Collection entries
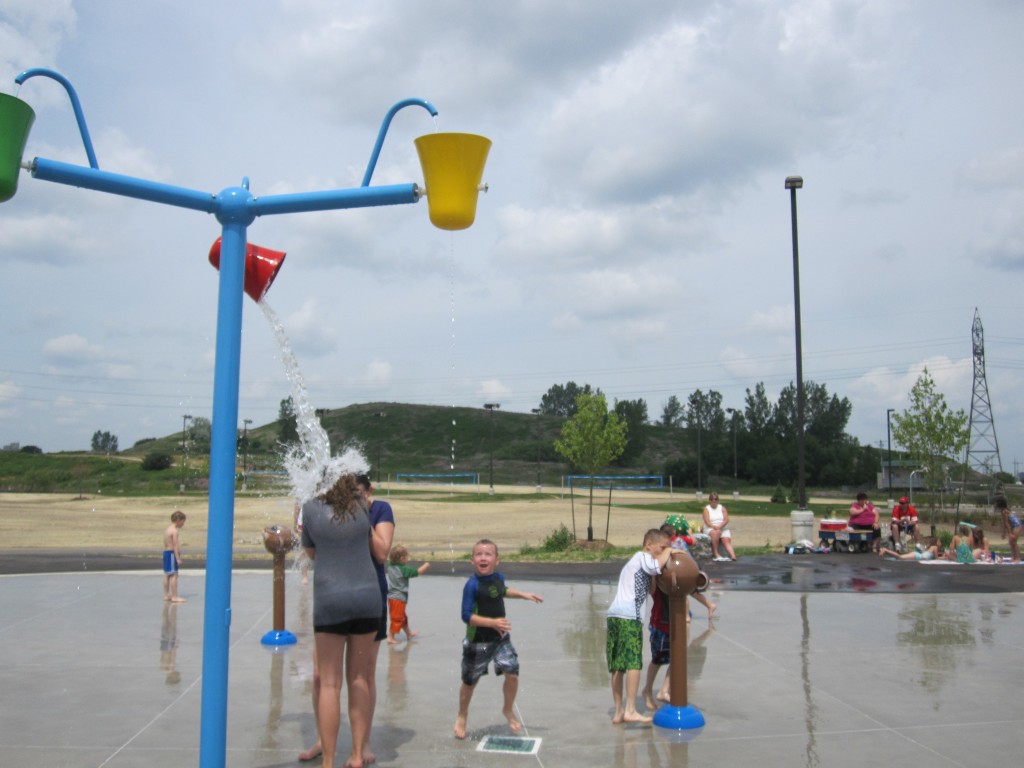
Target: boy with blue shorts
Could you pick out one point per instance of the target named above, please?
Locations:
(625, 621)
(487, 640)
(172, 557)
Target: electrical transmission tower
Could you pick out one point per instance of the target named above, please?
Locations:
(983, 448)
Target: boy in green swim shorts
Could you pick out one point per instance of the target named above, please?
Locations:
(625, 620)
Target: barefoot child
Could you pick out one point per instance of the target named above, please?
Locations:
(172, 557)
(1011, 527)
(625, 621)
(658, 628)
(398, 573)
(487, 634)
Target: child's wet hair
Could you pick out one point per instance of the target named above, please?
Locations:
(486, 542)
(653, 537)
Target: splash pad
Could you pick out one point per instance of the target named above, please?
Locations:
(236, 208)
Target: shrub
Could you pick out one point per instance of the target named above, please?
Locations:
(156, 462)
(558, 541)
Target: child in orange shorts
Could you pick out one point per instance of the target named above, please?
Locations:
(398, 573)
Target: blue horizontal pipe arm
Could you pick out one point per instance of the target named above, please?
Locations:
(360, 197)
(75, 104)
(93, 178)
(383, 131)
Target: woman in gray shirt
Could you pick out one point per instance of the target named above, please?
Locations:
(346, 611)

§ Work to be completed:
For the data above, return an exact copy that contains no pictures.

§ Answer to this exercise:
Target: boy with blue shorts
Could you pick out one point per instance of the target named above, please?
Locations:
(625, 621)
(487, 640)
(172, 557)
Target: electrical transmission tower
Could you pick out one point per instance of the target named above, please?
Locations:
(983, 448)
Target: boy in green swim shorts
Could you pick out one point per instance of the target named above, please?
Locations:
(625, 620)
Target: barefoot child
Could you pick out one point per instance of the target named above, please?
Locations:
(172, 557)
(1011, 527)
(625, 621)
(658, 628)
(398, 573)
(487, 634)
Target: child's wet hair
Could you pick out one point per instance of the target named above, please?
Locations:
(486, 542)
(653, 537)
Target: splash pad
Could you pick out one point per instance of the target named above, please?
Locations:
(236, 208)
Target: shrub
Could you pick out one point per instance of the target named above, please?
Locations:
(156, 462)
(558, 541)
Target: child in orange shorts
Could you pick out one point per instance of the target named above, please?
Locations:
(398, 573)
Target: blue horizontal pipe arm
Could you pick out one point per instance of the target named above, please?
Locations:
(360, 197)
(75, 104)
(93, 178)
(383, 131)
Target: woman in gray shirt
Could you pick out one point per instance of the target named above, please?
Locations:
(346, 611)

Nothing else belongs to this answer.